**YOUR INSTRUCTIONS:**
Edit the listing below from its first line through the line containing "positive clicks: (443, 217)", replacing "pixel-accurate" with "precise" and leaving everything else unchanged. Return only those lines, without the pictures.

Stored data
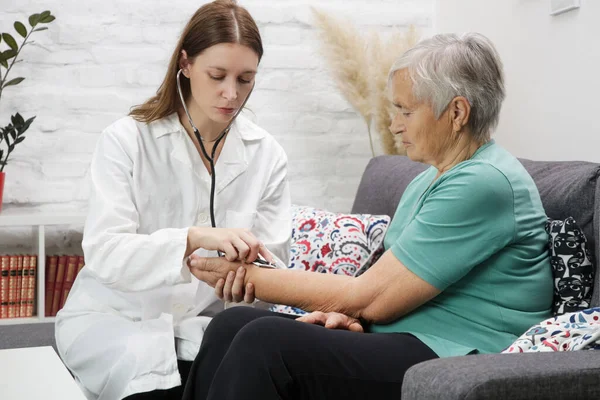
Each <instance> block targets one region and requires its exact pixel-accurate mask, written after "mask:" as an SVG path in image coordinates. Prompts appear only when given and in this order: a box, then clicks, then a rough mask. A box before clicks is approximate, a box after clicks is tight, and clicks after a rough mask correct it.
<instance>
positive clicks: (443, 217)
mask: <svg viewBox="0 0 600 400" xmlns="http://www.w3.org/2000/svg"><path fill="white" fill-rule="evenodd" d="M436 174H437V170H436V169H435V168H433V167H431V168H429V169H428V170H426V171H424V172H423V173H422V174H420V175H419V176H417V177H416V178H415V179H414V180H413V181H412V182H411V183H410V185H409V186H408V187H407V188H406V191H405V193H404V195H403V196H402V199H401V201H400V204H399V205H398V209H397V210H396V214H395V216H394V218H393V220H392V222H391V224H390V226H389V229H388V231H387V234H386V237H385V241H384V245H385V248H386V250H387V249H391V251H392V253H393V254H394V255H395V256H396V258H397V259H398V260H400V261H401V262H402V264H404V265H405V266H406V267H407V268H408V269H409V270H410V271H412V272H413V273H415V274H416V275H417V276H419V277H420V278H421V279H423V280H425V281H426V282H428V283H430V284H431V285H433V286H435V287H436V288H437V289H439V290H440V291H442V293H441V294H440V295H439V296H437V297H435V298H434V299H432V300H430V301H429V302H427V303H425V304H424V305H422V306H420V307H419V308H417V309H416V310H414V311H413V312H411V313H409V314H407V315H405V316H403V317H401V318H400V319H398V320H396V321H394V322H392V323H390V324H386V325H373V326H372V327H371V331H372V332H407V333H411V334H413V335H414V336H416V337H417V338H419V339H420V340H421V341H423V342H424V343H425V344H426V345H428V346H429V347H430V348H431V349H432V350H433V351H435V352H436V353H437V354H438V355H439V356H440V357H449V356H456V355H464V354H468V353H472V352H479V353H496V352H500V351H502V350H503V349H504V348H505V347H507V346H508V345H509V344H511V343H512V342H513V341H514V340H515V339H517V337H518V336H520V335H521V334H523V333H524V332H525V331H526V330H527V329H528V328H529V327H530V326H531V325H534V324H535V323H537V322H539V321H541V320H543V319H546V318H548V317H550V307H551V303H552V296H553V288H552V275H551V269H550V261H549V256H548V249H547V243H548V236H547V234H546V231H545V229H544V224H545V222H546V214H545V212H544V208H543V206H542V202H541V200H540V195H539V193H538V190H537V187H536V186H535V183H534V182H533V179H532V178H531V176H530V175H529V174H528V173H527V171H526V170H525V168H523V166H522V165H521V163H520V162H519V161H518V160H517V159H516V158H515V157H513V156H512V155H511V154H510V153H508V152H507V151H506V150H504V149H503V148H501V147H500V146H498V145H497V144H495V142H494V141H491V142H489V143H487V144H485V145H483V146H482V147H480V148H479V149H478V150H477V152H476V153H475V154H474V155H473V157H471V159H469V160H467V161H464V162H461V163H459V164H457V165H456V166H454V167H453V168H451V169H450V170H449V171H447V172H446V173H444V174H442V175H441V176H440V177H439V178H438V179H437V180H435V181H434V179H435V176H436Z"/></svg>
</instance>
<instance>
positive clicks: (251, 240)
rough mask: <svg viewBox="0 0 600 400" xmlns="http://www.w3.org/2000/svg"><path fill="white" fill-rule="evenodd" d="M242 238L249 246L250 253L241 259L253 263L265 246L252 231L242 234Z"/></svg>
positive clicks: (248, 231) (245, 232) (240, 233)
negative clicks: (256, 237)
mask: <svg viewBox="0 0 600 400" xmlns="http://www.w3.org/2000/svg"><path fill="white" fill-rule="evenodd" d="M240 238H241V239H242V240H243V241H244V242H245V243H246V244H247V245H248V248H249V252H248V254H247V255H246V257H245V258H241V257H240V259H242V260H245V261H246V262H253V261H254V260H256V258H257V257H258V253H259V252H260V250H261V247H264V246H263V244H262V243H261V242H260V240H258V239H257V238H256V236H254V235H253V234H252V232H250V231H242V232H240Z"/></svg>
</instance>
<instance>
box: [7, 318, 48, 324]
mask: <svg viewBox="0 0 600 400" xmlns="http://www.w3.org/2000/svg"><path fill="white" fill-rule="evenodd" d="M44 322H54V317H42V318H38V317H29V318H4V319H0V325H19V324H42V323H44Z"/></svg>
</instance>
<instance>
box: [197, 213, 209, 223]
mask: <svg viewBox="0 0 600 400" xmlns="http://www.w3.org/2000/svg"><path fill="white" fill-rule="evenodd" d="M207 222H208V215H206V213H200V214H198V221H196V224H198V225H202V224H205V223H207Z"/></svg>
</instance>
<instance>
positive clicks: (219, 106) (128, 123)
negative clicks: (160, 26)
mask: <svg viewBox="0 0 600 400" xmlns="http://www.w3.org/2000/svg"><path fill="white" fill-rule="evenodd" d="M262 54H263V48H262V43H261V37H260V34H259V31H258V28H257V26H256V23H255V22H254V20H253V19H252V17H251V16H250V14H249V13H248V12H247V11H246V10H245V9H244V8H242V7H240V6H238V5H237V4H236V3H235V2H234V1H228V0H217V1H214V2H212V3H209V4H206V5H204V6H203V7H201V8H200V9H199V10H198V11H197V12H196V13H195V14H194V16H193V17H192V18H191V20H190V21H189V22H188V24H187V26H186V27H185V29H184V31H183V34H182V36H181V38H180V40H179V42H178V44H177V47H176V49H175V51H174V52H173V56H172V57H171V61H170V63H169V67H168V71H167V73H166V76H165V78H164V81H163V83H162V84H161V86H160V87H159V89H158V91H157V94H156V95H155V96H154V97H152V98H151V99H149V100H148V101H146V102H145V103H144V104H142V105H139V106H137V107H134V108H133V110H132V111H131V113H130V115H129V116H128V117H125V118H122V119H120V120H118V121H117V122H115V123H113V124H112V125H110V126H109V127H108V128H106V129H105V130H104V132H102V135H101V137H100V140H99V142H98V144H97V148H96V151H95V153H94V156H93V159H92V163H91V199H90V203H89V214H88V218H87V220H86V224H85V229H84V237H83V250H84V253H85V259H86V266H85V268H83V270H82V271H81V272H80V274H79V276H78V277H77V280H76V282H75V284H74V285H73V288H72V290H71V292H70V295H69V298H68V300H67V302H66V304H65V306H64V308H63V309H62V310H61V311H60V312H59V313H58V315H57V318H56V342H57V346H58V349H59V352H60V355H61V357H62V359H63V361H64V363H65V364H66V365H67V367H68V368H69V369H70V371H71V372H72V373H73V375H74V377H75V379H76V381H77V382H78V383H79V385H80V386H81V388H82V389H83V390H84V392H85V394H86V396H87V397H88V398H89V399H98V400H117V399H123V398H127V399H138V400H139V399H180V398H181V393H182V390H183V389H182V384H185V379H186V374H187V372H188V371H189V367H190V365H191V361H193V360H194V357H195V356H196V354H197V352H198V349H199V346H200V343H201V341H202V336H203V332H204V329H205V328H206V326H207V325H208V323H209V322H210V320H211V318H210V316H207V315H206V314H210V313H207V311H206V309H207V308H209V307H211V308H213V307H214V305H215V303H216V302H219V301H220V300H219V299H218V297H217V296H216V295H215V292H214V289H212V288H211V287H209V286H208V285H207V284H205V283H204V282H201V281H198V280H197V279H196V278H195V277H194V276H193V275H191V273H190V270H189V267H188V265H187V260H188V256H189V255H191V254H192V253H195V254H196V255H205V256H209V255H214V254H215V252H216V251H220V252H222V253H223V255H224V256H225V257H226V258H227V259H228V260H231V261H234V260H245V261H246V262H251V261H254V260H255V259H257V257H258V256H259V254H260V256H261V257H262V258H264V259H266V260H267V261H271V262H273V263H275V264H278V265H279V266H284V265H285V264H286V263H287V261H288V251H289V241H290V235H291V219H290V213H289V212H290V195H289V188H288V182H287V177H286V175H287V159H286V156H285V153H284V151H283V149H282V148H281V146H280V145H279V144H278V143H277V142H276V141H275V140H274V139H273V137H272V136H271V135H269V134H268V133H267V132H266V131H264V130H263V129H261V128H259V127H258V126H256V125H255V124H253V123H252V122H250V121H249V120H248V119H246V118H244V117H243V116H242V115H239V116H238V115H237V114H238V111H239V110H240V109H241V108H242V107H243V104H244V103H245V101H246V99H247V97H248V96H249V95H250V93H251V91H252V88H253V87H254V81H255V76H256V72H257V67H258V64H259V62H260V59H261V56H262ZM179 71H181V72H180V76H179V77H178V73H179ZM178 78H180V87H181V95H182V96H181V97H180V95H179V92H178V90H177V80H178ZM182 98H183V100H184V102H185V105H186V108H187V109H184V107H183V104H182V101H181V99H182ZM188 112H189V118H188ZM190 120H191V121H190ZM194 125H195V127H196V128H197V130H198V133H199V135H196V134H195V132H194ZM198 139H200V141H202V143H200V142H199V141H198ZM201 144H202V145H204V147H205V149H204V150H203V149H202V148H201ZM215 145H216V146H215ZM205 152H206V153H205ZM207 156H208V157H207ZM211 159H212V161H213V162H214V170H212V168H211ZM211 172H212V175H214V176H215V178H216V179H215V185H214V199H213V201H212V203H213V208H214V210H213V212H214V224H215V225H216V227H212V223H211V222H212V221H211V219H212V218H211V178H212V176H211ZM227 279H228V280H229V282H228V283H229V284H228V285H226V284H225V283H226V282H225V281H222V282H220V284H219V287H218V288H217V292H218V293H220V294H222V291H223V287H231V282H233V280H234V276H233V274H231V275H230V276H229V277H228V278H227ZM242 281H243V280H242ZM244 289H245V291H246V294H247V296H246V300H247V301H251V300H252V299H254V295H253V288H252V287H251V286H249V287H245V288H244ZM203 312H204V314H205V315H202V314H203Z"/></svg>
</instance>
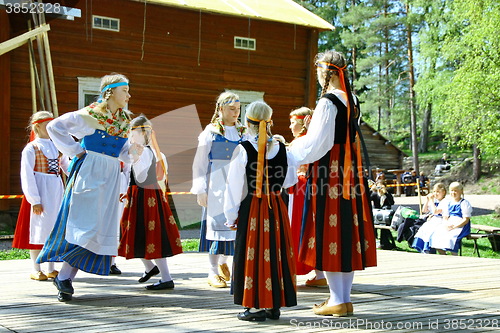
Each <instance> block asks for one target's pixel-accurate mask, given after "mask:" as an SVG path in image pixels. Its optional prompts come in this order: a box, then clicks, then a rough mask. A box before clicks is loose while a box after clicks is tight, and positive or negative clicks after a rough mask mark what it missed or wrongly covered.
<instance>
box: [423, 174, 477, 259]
mask: <svg viewBox="0 0 500 333" xmlns="http://www.w3.org/2000/svg"><path fill="white" fill-rule="evenodd" d="M450 196H451V200H450V202H449V203H448V207H447V208H446V209H445V210H444V211H443V218H444V223H443V224H442V225H441V226H439V227H438V228H436V230H435V231H434V234H433V235H432V236H431V238H430V246H431V247H432V248H435V249H436V250H437V251H438V253H439V254H446V251H450V252H451V254H452V255H455V256H456V255H457V252H458V249H459V248H460V241H461V239H462V238H463V237H465V236H467V235H468V234H470V217H471V214H472V206H471V204H470V202H469V201H467V200H465V199H464V198H463V186H462V184H460V183H459V182H453V183H451V184H450Z"/></svg>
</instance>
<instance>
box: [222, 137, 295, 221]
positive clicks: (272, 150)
mask: <svg viewBox="0 0 500 333" xmlns="http://www.w3.org/2000/svg"><path fill="white" fill-rule="evenodd" d="M249 142H250V143H251V144H252V146H253V147H254V148H255V150H257V140H256V139H255V138H253V139H250V140H249ZM278 151H279V143H278V142H277V141H276V140H273V145H272V147H271V149H269V150H268V151H267V154H266V159H268V160H269V159H272V158H274V157H275V156H276V155H277V154H278ZM286 157H287V163H288V168H287V172H286V176H285V180H284V182H283V188H288V187H291V186H293V185H295V183H297V168H298V166H299V164H298V163H297V162H296V160H295V158H294V156H293V155H292V154H291V153H290V152H288V151H287V152H286ZM247 162H248V155H247V152H246V150H245V148H243V147H242V146H241V145H238V146H237V147H236V149H235V150H234V152H233V157H232V159H231V163H230V164H229V171H228V175H227V183H226V191H225V192H224V215H225V216H226V220H227V224H228V225H234V221H236V219H237V218H238V211H239V209H240V204H241V201H243V199H245V197H246V195H247V188H245V181H246V165H247Z"/></svg>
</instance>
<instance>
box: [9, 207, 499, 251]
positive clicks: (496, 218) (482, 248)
mask: <svg viewBox="0 0 500 333" xmlns="http://www.w3.org/2000/svg"><path fill="white" fill-rule="evenodd" d="M472 224H482V225H489V226H493V227H500V216H498V215H495V214H490V215H482V216H474V217H473V218H472ZM473 232H474V230H473ZM392 235H393V237H394V239H396V238H397V232H396V231H392ZM199 243H200V240H199V239H183V240H182V248H183V250H184V252H193V251H194V252H196V251H198V245H199ZM477 245H478V248H479V253H480V255H481V257H482V258H493V259H500V252H495V251H493V250H492V248H491V243H490V241H489V240H488V239H487V238H482V239H478V240H477ZM396 246H397V248H396V249H394V250H393V251H406V252H415V253H417V252H418V251H417V250H415V249H412V248H410V247H409V245H408V242H406V241H403V242H401V243H398V242H396ZM473 249H474V241H472V240H467V239H464V240H463V242H462V256H465V257H477V254H475V253H473ZM28 258H29V252H28V250H19V249H12V250H5V251H0V260H13V259H28Z"/></svg>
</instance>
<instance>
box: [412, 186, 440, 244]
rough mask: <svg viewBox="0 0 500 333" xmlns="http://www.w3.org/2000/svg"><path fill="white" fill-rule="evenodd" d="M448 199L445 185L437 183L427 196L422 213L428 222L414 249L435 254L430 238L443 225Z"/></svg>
mask: <svg viewBox="0 0 500 333" xmlns="http://www.w3.org/2000/svg"><path fill="white" fill-rule="evenodd" d="M445 197H446V187H445V185H444V184H443V183H437V184H436V185H434V187H433V188H432V193H429V195H427V197H426V198H427V200H426V202H425V204H424V207H423V208H422V213H424V214H425V216H424V218H425V219H426V222H425V223H424V224H423V225H422V226H421V227H420V229H418V232H417V234H416V235H415V239H414V240H413V244H412V245H411V247H412V248H414V249H417V250H418V251H420V252H422V253H433V252H435V251H433V250H432V249H431V247H430V243H429V241H430V238H431V236H432V234H433V233H434V231H435V230H436V228H438V227H439V226H441V225H442V224H443V215H442V212H443V210H444V209H447V207H448V200H447V199H445Z"/></svg>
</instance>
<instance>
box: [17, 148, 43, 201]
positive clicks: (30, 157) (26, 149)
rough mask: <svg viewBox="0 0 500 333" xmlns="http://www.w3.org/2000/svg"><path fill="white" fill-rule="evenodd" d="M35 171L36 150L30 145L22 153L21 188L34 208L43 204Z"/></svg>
mask: <svg viewBox="0 0 500 333" xmlns="http://www.w3.org/2000/svg"><path fill="white" fill-rule="evenodd" d="M34 169H35V148H33V145H32V144H28V145H27V146H26V147H24V149H23V152H22V153H21V188H22V190H23V193H24V196H25V198H26V200H27V201H28V202H29V203H30V204H31V205H32V206H33V205H37V204H40V203H41V202H42V201H41V198H40V193H39V192H38V187H37V185H36V179H35V173H34Z"/></svg>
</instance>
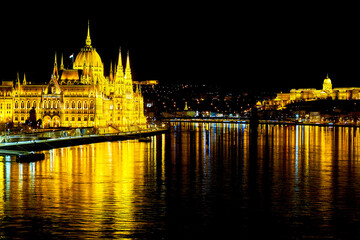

**TASK RESULT:**
Each <instance> block targets one region and requires its exact precise mask, written after "mask:" as an SVG path in image coordinates. Prompts appear only when given and in this order: a box, then clicks, then a rough mask. A box before clicks is approximate, a box after clicks is tight, and clicks after a rough mask correct it.
<instance>
positive clicks: (443, 217)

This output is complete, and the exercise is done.